Posted at 10:39 AM, Sep 17, 2019
and last updated 2019-09-17 11:39:58-04

MADISON -- Widows of three Wisconsin police officers killed on duty were set Tuesday to try to persuade lawmakers to approve a bill that would require municipalities to pay health insurance premiums for the immediate survivors of slain officers.

Craig Birkholz, a Fond du Lac officer, was shot in a standoff in March 2011. Police were called to a house to investigate a sexual assault. Shortly after they arrived, 30-year-old James Cruckson opened fire on them, killing Birkholz. A six-our standoff ensued before officers discovered Cruckson dead inside the home from an apparently self-inflected gunshot wound.

Jason Weiland was working as an Everest Metro Police detective in March 2017 when 45-year-old Nengmy Vang shot and killed him. Angered that his wife refused to sign divorce papers, Vang shot two of her co-workers, Dianne Look and Karen Barclay, at a bank in Rothschild then drove to Schofield and killed her attorney, Sara Quirt Sann. He then holed up in his apartment in Weston and shot Weiland as the detective was trying to set up a perimeter around the building. Officers stormed the apartment and killed Vang in an exchange of gunfire.

(Bounding-box entries)

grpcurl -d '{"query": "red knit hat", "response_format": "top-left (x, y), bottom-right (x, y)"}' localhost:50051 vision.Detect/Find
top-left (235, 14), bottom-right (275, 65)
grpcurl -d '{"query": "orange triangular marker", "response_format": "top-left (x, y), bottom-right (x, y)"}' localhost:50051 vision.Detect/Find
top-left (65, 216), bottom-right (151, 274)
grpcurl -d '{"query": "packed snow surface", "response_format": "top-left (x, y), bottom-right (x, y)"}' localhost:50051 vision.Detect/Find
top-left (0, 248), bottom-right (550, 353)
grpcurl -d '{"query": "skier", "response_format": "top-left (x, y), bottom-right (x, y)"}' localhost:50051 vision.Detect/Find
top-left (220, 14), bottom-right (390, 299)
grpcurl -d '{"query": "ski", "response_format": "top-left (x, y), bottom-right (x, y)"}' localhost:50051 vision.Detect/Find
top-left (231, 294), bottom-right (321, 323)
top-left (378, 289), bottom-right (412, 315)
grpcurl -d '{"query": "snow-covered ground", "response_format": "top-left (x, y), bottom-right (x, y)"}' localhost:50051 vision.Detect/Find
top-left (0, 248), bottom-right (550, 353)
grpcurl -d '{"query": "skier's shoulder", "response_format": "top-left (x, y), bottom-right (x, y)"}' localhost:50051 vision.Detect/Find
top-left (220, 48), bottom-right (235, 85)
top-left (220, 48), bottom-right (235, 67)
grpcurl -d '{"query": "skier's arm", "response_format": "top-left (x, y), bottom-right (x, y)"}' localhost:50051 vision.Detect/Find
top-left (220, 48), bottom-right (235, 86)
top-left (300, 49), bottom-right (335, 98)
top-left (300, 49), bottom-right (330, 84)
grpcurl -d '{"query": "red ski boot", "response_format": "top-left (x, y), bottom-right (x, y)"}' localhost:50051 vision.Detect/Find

• Written request 1
In one to three sentences, explain what the news article gives as the reason Nengmy Vang shot two of his wife's co-workers and her attorney.
• Written request 2
Rewrite the part of the news article that opens with the words containing "MADISON -- Widows" and closes with "self-inflected gunshot wound.", putting "legislators" in place of "lawmakers".
• Written request 3
Extend the news article about the slain Wisconsin officers, continuing on from its last sentence.
The entries have nothing to do with the news article.

• Expected answer 1
The news article says Vang was angered that his wife refused to sign divorce papers. He then shot her co-workers Dianne Look and Karen Barclay at a bank in Rothschild and killed her attorney, Sara Quirt Sann, in Schofield.

• Expected answer 2
MADISON -- Widows of three Wisconsin police officers killed on duty were set Tuesday to try to persuade legislators to approve a bill that would require municipalities to pay health insurance premiums for the immediate survivors of slain officers.

Craig Birkholz, a Fond du Lac officer, was shot in a standoff in March 2011. Police were called to a house to investigate a sexual assault. Shortly after they arrived, 30-year-old James Cruckson opened fire on them, killing Birkholz. A six-our standoff ensued before officers discovered Cruckson dead inside the home from an apparently self-inflected gunshot wound.

• Expected answer 3
LeRoy Nenning was a Sheboygan County sheriff's lieutenant. He was killed in August 2004 when a car hit his motorcycle while he was responding to a car fire.

The bill would require municipalities and Marquette University and the University of Wisconsin System regents to cover premiums for slain officers' spouses and children if the municipality or university paid such premiums while the officer was employed.

The municipalities or universities would be obligated to cover the premiums until the spouse reaches age 65 and the surviving children turn 26. Current state law provides similar benefits to firefighters' immediate survivors.

Under the bill, the state would reimburse the local authorities from a public safety fee that communication providers and wireless retailers collect from customers. The fee has generated about $52 million annually since 2011, according to a state Department of Revenue fiscal estimate attached to the bill. The department said it could not estimate how much the bill would cost, however, since it doesn't have data on how many spouses or children might qualify.

The Wisconsin Chiefs of Police Association, the Wisconsin Professional Police Association and the Wisconsin County Police Association all have registered in favor of the measure, according to Wisconsin Ethics Commission records. The League of Wisconsin Municipalities, Verizon, AT&T Wisconsin and the Wisconsin Counties Association all have registered as neutral. No groups have registered in opposition.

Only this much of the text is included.